Input for this task
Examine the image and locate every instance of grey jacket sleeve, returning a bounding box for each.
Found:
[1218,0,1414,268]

* * *

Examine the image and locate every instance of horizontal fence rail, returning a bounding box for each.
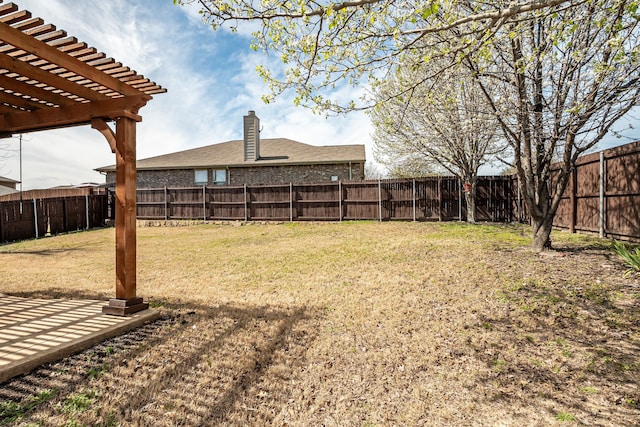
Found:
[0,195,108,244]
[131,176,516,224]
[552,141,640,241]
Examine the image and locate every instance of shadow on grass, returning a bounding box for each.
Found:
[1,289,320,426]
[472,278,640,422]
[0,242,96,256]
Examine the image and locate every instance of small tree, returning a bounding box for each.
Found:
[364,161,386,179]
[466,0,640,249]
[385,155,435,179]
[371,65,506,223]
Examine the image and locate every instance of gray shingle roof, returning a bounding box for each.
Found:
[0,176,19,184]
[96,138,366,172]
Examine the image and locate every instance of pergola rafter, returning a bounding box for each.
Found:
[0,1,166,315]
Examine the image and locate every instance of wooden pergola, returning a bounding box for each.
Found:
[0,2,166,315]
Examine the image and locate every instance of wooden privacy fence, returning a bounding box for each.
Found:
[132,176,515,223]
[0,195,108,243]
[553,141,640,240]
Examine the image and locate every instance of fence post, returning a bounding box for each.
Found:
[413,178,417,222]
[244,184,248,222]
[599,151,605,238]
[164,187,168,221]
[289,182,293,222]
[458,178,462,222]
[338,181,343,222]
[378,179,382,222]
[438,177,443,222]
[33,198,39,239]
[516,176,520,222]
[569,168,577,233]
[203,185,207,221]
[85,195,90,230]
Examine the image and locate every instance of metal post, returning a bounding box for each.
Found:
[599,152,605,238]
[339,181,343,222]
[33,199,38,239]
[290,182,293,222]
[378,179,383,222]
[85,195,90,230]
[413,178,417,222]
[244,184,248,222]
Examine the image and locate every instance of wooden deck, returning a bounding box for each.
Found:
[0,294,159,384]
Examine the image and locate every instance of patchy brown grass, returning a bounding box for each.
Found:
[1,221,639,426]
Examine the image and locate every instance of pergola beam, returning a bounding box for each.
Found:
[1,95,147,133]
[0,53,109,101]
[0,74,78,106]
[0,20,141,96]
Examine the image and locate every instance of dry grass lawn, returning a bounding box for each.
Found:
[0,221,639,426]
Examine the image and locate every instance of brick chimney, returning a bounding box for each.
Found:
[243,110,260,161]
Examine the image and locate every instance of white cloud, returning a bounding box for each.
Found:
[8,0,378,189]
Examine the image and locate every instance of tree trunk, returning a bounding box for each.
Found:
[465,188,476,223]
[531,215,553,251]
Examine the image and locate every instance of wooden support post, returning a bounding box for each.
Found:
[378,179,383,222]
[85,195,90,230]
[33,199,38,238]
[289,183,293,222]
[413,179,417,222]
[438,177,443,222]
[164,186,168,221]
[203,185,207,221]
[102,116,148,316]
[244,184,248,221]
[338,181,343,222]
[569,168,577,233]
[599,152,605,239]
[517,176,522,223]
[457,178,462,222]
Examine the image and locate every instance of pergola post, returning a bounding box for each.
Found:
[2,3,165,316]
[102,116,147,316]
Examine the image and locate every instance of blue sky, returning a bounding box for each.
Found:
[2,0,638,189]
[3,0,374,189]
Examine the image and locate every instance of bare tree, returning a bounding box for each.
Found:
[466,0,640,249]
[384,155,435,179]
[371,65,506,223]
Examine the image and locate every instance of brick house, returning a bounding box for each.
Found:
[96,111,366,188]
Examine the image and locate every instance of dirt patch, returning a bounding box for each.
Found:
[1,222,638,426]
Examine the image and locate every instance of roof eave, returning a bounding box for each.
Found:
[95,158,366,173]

Your goal
Once a line of the records is found to contain "post", copy it out.

Response
Examine the image and locate every instance of fence post, returning a bounding box for each.
Examine the image and locate every instance of metal post, returning a bounding box for each.
Examine the image and locate every instance of wooden support post, returning a bounding box for each.
Examine the image and locate every instance of pergola post, returning a bounding box for each.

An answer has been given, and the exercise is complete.